• WHAT YOU NEED TO DO
Rewrite all of the lines below, changing every "car shadow" to "vehicle shadow" and keeping everything else the same. Leave the pictures out of your answer.

• GIVEN ENTRIES

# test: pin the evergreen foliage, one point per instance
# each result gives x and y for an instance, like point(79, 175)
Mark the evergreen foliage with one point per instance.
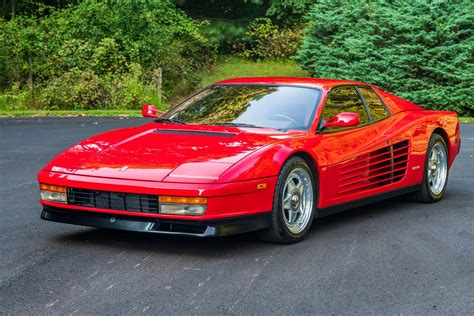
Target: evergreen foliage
point(420, 50)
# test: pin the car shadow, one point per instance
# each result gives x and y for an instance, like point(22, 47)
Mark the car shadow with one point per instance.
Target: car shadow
point(213, 247)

• ANSWER FOR THE TASK
# test: pin the evergreen foliage, one point per instance
# each result gives x and y for an instance, like point(79, 175)
Mark the evergreen foliage with one point per instance.
Target: evergreen foliage
point(420, 50)
# test: pin the vehicle shadow, one point per instance
# each result gives x and y for an instance, like point(22, 47)
Mark the vehicle shadow with one point per instance.
Target: vehicle shadow
point(213, 247)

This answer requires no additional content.